| EXERCISE DETAILS |
Write out the records word for word, with no pictures.

| EXTRACTED DATA |
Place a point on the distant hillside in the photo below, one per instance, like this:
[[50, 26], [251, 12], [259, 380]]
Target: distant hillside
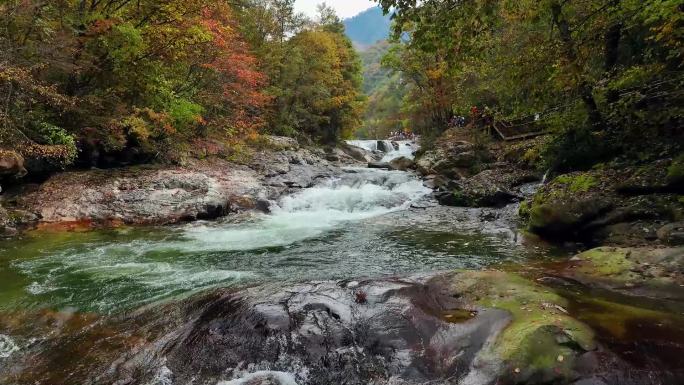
[[368, 27]]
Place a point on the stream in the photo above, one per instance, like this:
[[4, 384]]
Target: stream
[[365, 223]]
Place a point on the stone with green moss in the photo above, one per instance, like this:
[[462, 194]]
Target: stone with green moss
[[653, 272], [675, 172], [541, 341]]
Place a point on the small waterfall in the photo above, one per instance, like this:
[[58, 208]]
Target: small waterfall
[[546, 177], [368, 145], [405, 148]]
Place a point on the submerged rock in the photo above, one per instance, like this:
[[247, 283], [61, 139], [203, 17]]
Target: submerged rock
[[642, 271], [201, 189], [401, 164], [489, 188], [470, 328]]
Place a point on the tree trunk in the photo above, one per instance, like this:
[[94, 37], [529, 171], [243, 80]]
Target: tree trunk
[[570, 52]]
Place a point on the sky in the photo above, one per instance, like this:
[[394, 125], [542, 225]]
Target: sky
[[344, 8]]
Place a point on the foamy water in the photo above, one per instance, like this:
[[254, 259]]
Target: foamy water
[[122, 272]]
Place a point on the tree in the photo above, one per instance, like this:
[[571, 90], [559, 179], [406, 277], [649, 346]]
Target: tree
[[590, 67]]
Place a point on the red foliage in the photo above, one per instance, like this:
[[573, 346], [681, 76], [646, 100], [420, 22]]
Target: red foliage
[[241, 81]]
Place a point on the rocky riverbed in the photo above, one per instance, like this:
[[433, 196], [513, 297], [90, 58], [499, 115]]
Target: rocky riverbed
[[304, 267], [158, 195]]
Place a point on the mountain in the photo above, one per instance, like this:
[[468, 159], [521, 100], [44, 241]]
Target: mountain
[[368, 27]]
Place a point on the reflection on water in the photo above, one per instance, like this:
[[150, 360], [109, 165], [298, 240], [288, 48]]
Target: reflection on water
[[359, 224]]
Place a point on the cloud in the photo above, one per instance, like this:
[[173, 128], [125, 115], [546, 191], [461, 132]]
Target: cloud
[[344, 8]]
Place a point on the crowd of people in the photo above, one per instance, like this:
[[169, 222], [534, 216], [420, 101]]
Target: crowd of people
[[401, 135]]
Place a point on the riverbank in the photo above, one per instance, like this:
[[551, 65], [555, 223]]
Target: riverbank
[[360, 277], [163, 194]]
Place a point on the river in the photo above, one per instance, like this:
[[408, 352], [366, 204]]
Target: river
[[363, 223]]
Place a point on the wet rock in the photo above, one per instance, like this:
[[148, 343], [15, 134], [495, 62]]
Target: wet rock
[[357, 153], [672, 234], [205, 189], [476, 327], [281, 142], [379, 165], [401, 164], [425, 163], [489, 188], [611, 206], [642, 271]]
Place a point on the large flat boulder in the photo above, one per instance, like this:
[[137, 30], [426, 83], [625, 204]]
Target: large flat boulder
[[466, 327]]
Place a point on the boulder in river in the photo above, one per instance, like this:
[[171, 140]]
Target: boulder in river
[[642, 271], [618, 206], [401, 163], [467, 327], [358, 153], [489, 188], [380, 165]]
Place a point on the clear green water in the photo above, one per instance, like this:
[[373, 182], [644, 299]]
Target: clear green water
[[359, 226]]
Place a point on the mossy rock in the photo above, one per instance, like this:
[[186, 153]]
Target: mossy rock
[[652, 272], [561, 208], [542, 342]]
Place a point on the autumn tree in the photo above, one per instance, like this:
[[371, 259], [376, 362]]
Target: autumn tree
[[603, 74], [128, 81]]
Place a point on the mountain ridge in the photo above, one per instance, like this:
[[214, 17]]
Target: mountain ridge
[[368, 27]]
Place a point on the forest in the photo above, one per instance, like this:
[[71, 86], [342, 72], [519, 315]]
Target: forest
[[444, 192], [120, 82], [604, 76]]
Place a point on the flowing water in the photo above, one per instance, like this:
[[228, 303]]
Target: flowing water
[[364, 223], [360, 224]]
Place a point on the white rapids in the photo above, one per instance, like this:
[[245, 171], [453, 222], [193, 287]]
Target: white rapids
[[202, 255], [405, 148]]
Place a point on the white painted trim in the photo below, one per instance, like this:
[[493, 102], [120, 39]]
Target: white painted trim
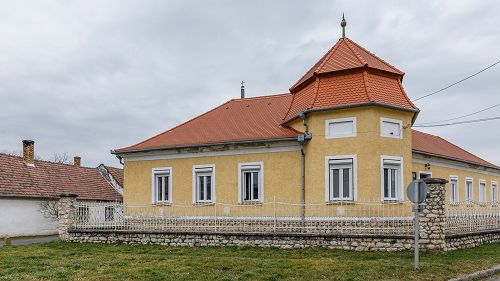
[[399, 191], [451, 166], [354, 176], [482, 181], [471, 180], [194, 181], [155, 171], [175, 154], [456, 178], [339, 120], [400, 122], [494, 198], [240, 190], [425, 173]]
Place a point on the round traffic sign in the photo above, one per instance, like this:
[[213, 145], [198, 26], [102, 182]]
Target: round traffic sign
[[417, 191]]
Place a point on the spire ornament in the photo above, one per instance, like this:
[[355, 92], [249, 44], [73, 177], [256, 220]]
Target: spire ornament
[[343, 23]]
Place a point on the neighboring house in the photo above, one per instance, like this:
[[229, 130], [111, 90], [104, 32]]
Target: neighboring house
[[29, 190], [345, 128]]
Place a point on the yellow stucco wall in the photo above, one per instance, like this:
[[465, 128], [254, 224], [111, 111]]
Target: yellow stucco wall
[[282, 170], [367, 145]]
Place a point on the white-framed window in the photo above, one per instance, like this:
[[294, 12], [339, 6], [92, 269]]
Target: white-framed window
[[340, 128], [162, 185], [482, 191], [251, 182], [391, 178], [391, 128], [494, 192], [454, 198], [424, 175], [469, 190], [204, 183], [340, 178]]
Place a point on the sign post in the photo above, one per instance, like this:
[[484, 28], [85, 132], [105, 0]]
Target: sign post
[[416, 192]]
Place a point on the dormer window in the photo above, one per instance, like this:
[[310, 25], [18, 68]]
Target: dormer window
[[391, 128]]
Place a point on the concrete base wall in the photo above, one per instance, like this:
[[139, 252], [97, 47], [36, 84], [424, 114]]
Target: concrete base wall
[[23, 217]]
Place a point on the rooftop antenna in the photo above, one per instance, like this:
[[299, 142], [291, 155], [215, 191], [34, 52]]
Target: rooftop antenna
[[343, 23]]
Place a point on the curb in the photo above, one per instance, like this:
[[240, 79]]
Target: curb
[[479, 274]]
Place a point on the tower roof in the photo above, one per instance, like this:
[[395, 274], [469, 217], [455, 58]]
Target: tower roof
[[346, 54]]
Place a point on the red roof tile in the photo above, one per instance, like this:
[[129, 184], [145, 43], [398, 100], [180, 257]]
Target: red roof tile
[[429, 144], [238, 120], [47, 179], [346, 54]]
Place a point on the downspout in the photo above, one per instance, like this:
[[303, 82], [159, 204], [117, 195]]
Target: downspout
[[302, 140]]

| ANSWER AREA |
Place a point on the distant hillside in the photo below, one per instance, like this:
[[50, 26], [251, 12], [259, 380]]
Target: distant hillside
[[368, 27]]
Place a point on the stream in the photo above, one per instance, like this:
[[4, 384]]
Target: stream
[[365, 223]]
Place a point on the stone with green moss in the photo above, one per instance, like this:
[[462, 194]]
Target: stone with green moss
[[653, 272], [675, 172], [541, 341]]
Place a point on the small waterfall in the photo above, one per instance, like this:
[[58, 208]]
Target: small waterfall
[[546, 177], [368, 145], [405, 148]]
Place a point on the submerged rock in the photo above, one per instance, like this:
[[247, 283], [61, 139], [203, 17]]
Target: submerged rock
[[642, 271], [201, 189], [401, 164], [489, 188], [470, 328]]
Place a point on the tree trunk in the photo above, one per instance, like this:
[[94, 37], [529, 171], [243, 80]]
Target: tree trunk
[[570, 52]]
Place a point on the sky in the photo above, one per instance, like this:
[[394, 125], [542, 225]]
Target: sky
[[344, 8]]
Place a point on the foamy water in the photo above, one per instance, like this:
[[254, 259]]
Target: foamy water
[[122, 272]]
Place a point on the tree in the photo above, one per instance, like this:
[[571, 90], [559, 179], [406, 277], [649, 346]]
Target: tree
[[590, 67]]
Place a point on the red foliage in the photo above, one per instance, like this:
[[573, 346], [681, 76], [646, 100], [420, 22]]
Target: red foliage
[[241, 81]]
Place a point on the rocky riverbed in the photo above, one per instance, like this:
[[433, 196], [513, 297], [90, 58], [499, 115]]
Target: rocky riverbed
[[304, 267], [158, 195]]
Place a point on the mountain in the photo above, one per instance, like this:
[[468, 159], [521, 100], [44, 241]]
Target: mountain
[[368, 27]]
Place a point on the reflection on water in the photo above, one per instance, like this:
[[150, 360], [109, 165], [298, 240], [288, 48]]
Target: reflection on water
[[359, 224]]
Place a point on the cloud in the photo above, one per instance, like this:
[[173, 128], [125, 115], [546, 191], [461, 132]]
Target: cloud
[[344, 8]]
Place a point on the crowd of people in the photo above, one per instance, like this:
[[169, 222], [534, 216], [420, 101]]
Target: crowd of people
[[401, 135]]
Place a point on the riverbank in the photo above, one per instance, like this:
[[551, 65], [555, 223]]
Target: riverbank
[[360, 277], [163, 194]]
Place a point on the river in the photo above, one per instance, like this:
[[408, 352], [366, 204]]
Target: river
[[363, 223]]
Place a point on the wet rock in the photo above, one per instance, like this:
[[148, 343], [15, 134], [495, 62]]
Target: wet rock
[[357, 153], [672, 234], [205, 189], [476, 327], [281, 142], [379, 165], [401, 164], [425, 163], [489, 188], [611, 206], [642, 271]]
Place a point on the large flat boulder in the photo above, one per instance, like this:
[[137, 30], [426, 83], [625, 204]]
Target: large flat boulder
[[466, 327]]
Place a point on the boulder in river in the photo above, one per instance, like this:
[[171, 140]]
Target: boulder in river
[[642, 271], [618, 206], [401, 163], [467, 327], [358, 153], [489, 188], [380, 165]]
Place a point on the clear green water in the photo above, one per instance, like this:
[[373, 182], [644, 299]]
Target: clear green water
[[359, 226]]
Place a point on the mossy rock in the photo above, one per instance, like this:
[[186, 153]]
Target: mossy rock
[[652, 272], [561, 208], [542, 342]]
Place a point on the autumn tree in the photo above, one per instance, like this:
[[371, 259], [376, 362]]
Target: autumn tree
[[603, 74], [128, 81]]
Place a point on the mountain ridge in the photo above, one per instance, like this:
[[214, 17]]
Target: mountain ridge
[[368, 27]]
Place a point on the forest in the photo above, one per instance, like this:
[[71, 86], [342, 72], [519, 315]]
Target: forest
[[444, 192], [120, 82], [604, 76]]
Place a point on the flowing water in the photo above, one per instance, like this:
[[228, 303]]
Target: flowing water
[[364, 223], [360, 224]]
Place a point on the white rapids in the photo above, one per instance, like this:
[[245, 171], [453, 222], [193, 287]]
Target: white rapids
[[202, 255], [405, 148]]
Place a point on the white painted trim in the photo below, one per instance, like this:
[[493, 102], [120, 39]]
Target: white painted trim
[[399, 191], [451, 166], [354, 176], [482, 181], [471, 180], [194, 181], [155, 171], [175, 154], [456, 178], [339, 120], [400, 122], [494, 198], [240, 190], [425, 173]]
Place a point on the round traffic sign in the photo above, one per instance, like this:
[[213, 145], [198, 26], [102, 182]]
Target: round traffic sign
[[417, 191]]
Place a point on the spire ornament in the photo above, one per instance, like this:
[[355, 92], [249, 44], [73, 177], [256, 220]]
Target: spire ornament
[[343, 23]]
Place a point on the neighboring house in the photo above, one per instance, like this:
[[229, 130], [111, 90], [104, 32]]
Target: neighboring house
[[29, 190], [345, 128]]
Place a point on the yellow stucco wall in the photo above, one per instance, like this:
[[465, 128], [254, 224], [111, 111]]
Target: yellow stucco wall
[[282, 170], [367, 145]]
Place a point on the white-framed window in the photo above, one per instance, like this:
[[294, 12], [339, 6], [92, 269]]
Target: white-framed window
[[340, 128], [162, 185], [482, 191], [251, 182], [391, 178], [391, 128], [494, 192], [454, 198], [424, 175], [469, 190], [204, 183], [340, 178]]
Place a point on the sign post in the photo above, one per instance, like this:
[[484, 28], [85, 132], [105, 0]]
Target: sign post
[[416, 192]]
Place a point on the dormer window in the photo above, one per instance, like this:
[[310, 25], [18, 68]]
Target: dormer window
[[391, 128]]
Place a point on the concrete base wall in the photo above, one per instance, like this:
[[139, 252], [97, 47], [36, 84], [424, 114]]
Target: concrete base wall
[[23, 217]]
Place a point on the rooftop antenna in the photo above, one per instance, like this:
[[299, 142], [291, 155], [215, 191], [34, 52]]
Target: rooftop antenna
[[343, 23]]
Place a point on the curb in the photo above, one per instance, like this:
[[240, 79]]
Target: curb
[[479, 274]]
Place a point on the tower roof in the photo above, one per instance, like this:
[[395, 274], [469, 217], [455, 58]]
Target: tower roof
[[346, 54]]
Place a point on the red roof tile in the photo above, one per instance, like this:
[[129, 184], [145, 43], [398, 100], [180, 257]]
Target: red roof tile
[[429, 144], [238, 120], [47, 179], [346, 54]]
Place a point on the downspout in the photo above, one per instance, like this:
[[303, 82], [159, 204], [117, 195]]
Target: downspout
[[302, 140]]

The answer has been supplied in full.